__TEXTE DE RÉFÉRENCE__:
5. Aux termes de l'article R. 311-6 du même code : " Le récépissé de la demande de première délivrance d'une carte de séjour prévue aux 1°, 2° bis, 4°, 6°, 8°, 9° et 10° de l'article L. 313-11, aux articles L. 313-13, L. 313-21 et L. 313-24, aux 1° et 3° de l'article L. 314-9, à l'article L. 314-11, à l'article L. 314-12 ou à l'article L. 316-1, ainsi que le récépissé mentionné au deuxième alinéa de l'article R. 311-4 autorisent son titulaire à travailler. / Il en est de même du récépissé de la demande de première délivrance d'une carte de séjour délivrée sur le fondement des 1° et 2° de l'article L. 313-10, de l'article L 313-23, dès lors que son titulaire satisfait aux conditions mentionnées à l'article L. 5221-2 du code du travail (...). "

6. Il ressort des pièces du dossier que Mme B... C..., qui suivait alors depuis au moins six mois une formation destinée à lui apporter une qualification professionnelle, a présenté le 19 mars 2015 une première demande de titre de séjour sur le fondement de l'article L. 313-15 du code de l'entrée et du séjour des étrangers et du droit d'asile, qui prévoit, à titre dérogatoire, la délivrance d'une carte de séjour temporaire portant la mention " salarié " ou " travailleur temporaire " sur le fondement du 1° de l'article L. 313-10 du même code. Il résulte des dispositions de l'article R. 311-6 de ce code que, dans ce cas, le préfet doit remettre au pétitionnaire un récépissé de demande de titre de séjour l'autorisant à travailler.

7. En précisant que le récépissé valant autorisation provisoire de séjour remis à Mme B... C... " ne permet pas à son titulaire d'occuper un emploi ", le préfet ne s'est pas borné à rappeler les dispositions applicables, mais a pris une décision que l'intéressée est recevable à déférer au juge de l'excès de pouvoir. Par suite, la fin de non recevoir opposée à sa demande devant le tribunal administratif ne peut être accueillie.

__SÉRIE D'EXERCICES__:
1. Dressez la liste des articles de code cités au paragraphe 6 du texte de référence.
2. Résumez le texte de référence en deux phrases.
3. Citez le passage du texte de référence qui va de « 7. En précisant » jusqu'à « peut être accueillie. » inclus.

__SECTION DES DONNÉES__:
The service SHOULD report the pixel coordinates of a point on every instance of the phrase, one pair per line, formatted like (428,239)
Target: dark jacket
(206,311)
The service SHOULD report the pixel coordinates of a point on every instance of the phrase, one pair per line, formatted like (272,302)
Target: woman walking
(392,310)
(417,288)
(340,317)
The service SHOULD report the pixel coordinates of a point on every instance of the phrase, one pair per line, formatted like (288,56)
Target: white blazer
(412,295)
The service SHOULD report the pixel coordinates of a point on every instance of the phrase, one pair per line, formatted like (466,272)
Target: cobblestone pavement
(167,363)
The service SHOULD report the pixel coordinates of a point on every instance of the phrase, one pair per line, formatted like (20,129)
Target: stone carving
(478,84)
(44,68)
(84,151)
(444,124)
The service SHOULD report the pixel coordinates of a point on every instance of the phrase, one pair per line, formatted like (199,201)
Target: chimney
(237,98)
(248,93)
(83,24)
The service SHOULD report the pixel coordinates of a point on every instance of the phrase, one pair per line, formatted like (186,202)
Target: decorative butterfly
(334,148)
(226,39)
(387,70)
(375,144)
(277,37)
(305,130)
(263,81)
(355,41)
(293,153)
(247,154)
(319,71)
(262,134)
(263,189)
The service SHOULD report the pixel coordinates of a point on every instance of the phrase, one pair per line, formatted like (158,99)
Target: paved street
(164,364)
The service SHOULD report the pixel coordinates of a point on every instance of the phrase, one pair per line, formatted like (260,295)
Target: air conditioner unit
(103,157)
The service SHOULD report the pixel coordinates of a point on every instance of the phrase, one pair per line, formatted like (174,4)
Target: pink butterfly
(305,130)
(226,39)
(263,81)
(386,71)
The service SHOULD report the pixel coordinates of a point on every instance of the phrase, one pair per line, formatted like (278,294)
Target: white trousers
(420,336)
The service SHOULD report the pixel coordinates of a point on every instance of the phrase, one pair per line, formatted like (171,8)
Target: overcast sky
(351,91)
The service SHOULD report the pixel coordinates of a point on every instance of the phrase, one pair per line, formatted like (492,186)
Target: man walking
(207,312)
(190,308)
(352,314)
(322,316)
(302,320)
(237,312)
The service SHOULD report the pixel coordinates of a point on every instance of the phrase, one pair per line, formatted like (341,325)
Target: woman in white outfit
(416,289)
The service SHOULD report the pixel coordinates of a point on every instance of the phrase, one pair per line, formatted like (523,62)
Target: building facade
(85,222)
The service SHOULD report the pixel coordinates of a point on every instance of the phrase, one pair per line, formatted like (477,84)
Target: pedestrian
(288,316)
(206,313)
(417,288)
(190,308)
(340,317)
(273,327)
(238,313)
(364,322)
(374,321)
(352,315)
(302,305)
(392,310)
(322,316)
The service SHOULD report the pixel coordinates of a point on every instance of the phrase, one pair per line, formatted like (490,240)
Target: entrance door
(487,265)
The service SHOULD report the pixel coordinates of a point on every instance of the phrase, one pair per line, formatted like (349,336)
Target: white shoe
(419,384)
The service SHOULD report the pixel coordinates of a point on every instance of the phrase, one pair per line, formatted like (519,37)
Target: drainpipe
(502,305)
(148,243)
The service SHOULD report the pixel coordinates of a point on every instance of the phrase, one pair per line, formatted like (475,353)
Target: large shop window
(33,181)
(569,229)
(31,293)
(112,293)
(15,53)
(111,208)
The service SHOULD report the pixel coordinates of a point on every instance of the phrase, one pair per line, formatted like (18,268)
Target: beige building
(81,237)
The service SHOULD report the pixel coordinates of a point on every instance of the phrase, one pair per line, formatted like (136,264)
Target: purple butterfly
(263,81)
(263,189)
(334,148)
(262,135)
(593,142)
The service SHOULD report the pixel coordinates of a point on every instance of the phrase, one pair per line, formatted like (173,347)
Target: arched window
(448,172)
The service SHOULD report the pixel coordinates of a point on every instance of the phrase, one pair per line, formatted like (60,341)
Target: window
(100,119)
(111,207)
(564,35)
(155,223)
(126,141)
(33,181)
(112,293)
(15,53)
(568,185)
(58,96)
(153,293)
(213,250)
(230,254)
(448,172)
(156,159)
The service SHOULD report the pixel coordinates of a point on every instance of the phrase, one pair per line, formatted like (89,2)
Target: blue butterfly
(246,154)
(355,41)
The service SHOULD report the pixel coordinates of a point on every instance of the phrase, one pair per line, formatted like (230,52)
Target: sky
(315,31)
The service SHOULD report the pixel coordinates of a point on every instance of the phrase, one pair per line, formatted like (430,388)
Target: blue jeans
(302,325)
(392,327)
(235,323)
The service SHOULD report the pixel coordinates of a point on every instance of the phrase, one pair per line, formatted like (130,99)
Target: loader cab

__CORRIGÉS COMPLETS__:
1.
- L'article L. 313-15 du code de l'entrée et du séjour des étrangers et du droit d'asile
- Le 1° de l'article L. 313-10 du même code
- L'article R. 311-6 de ce code

2. Selon l'article R. 311-6, le récépissé de certaines premières demandes de carte de séjour autorise son titulaire à travailler, notamment pour une demande fondée sur le 1° de l'article L. 313-10 lorsque ce titulaire satisfait aux conditions de l'article L. 5221-2 du code du travail. Mme B... C... ayant présenté le 19 mars 2015 une première demande sur le fondement de l'article L. 313-15, le préfet devait lui remettre un récépissé l'autorisant à travailler, et la mention contraire qu'il y a portée constitue une décision contestable devant le juge de l'excès de pouvoir, si bien que la fin de non-recevoir ne peut être accueillie.

3.
7. En précisant que le récépissé valant autorisation provisoire de séjour remis à Mme B... C... " ne permet pas à son titulaire d'occuper un emploi ", le préfet ne s'est pas borné à rappeler les dispositions applicables, mais a pris une décision que l'intéressée est recevable à déférer au juge de l'excès de pouvoir. Par suite, la fin de non recevoir opposée à sa demande devant le tribunal administratif ne peut être accueillie.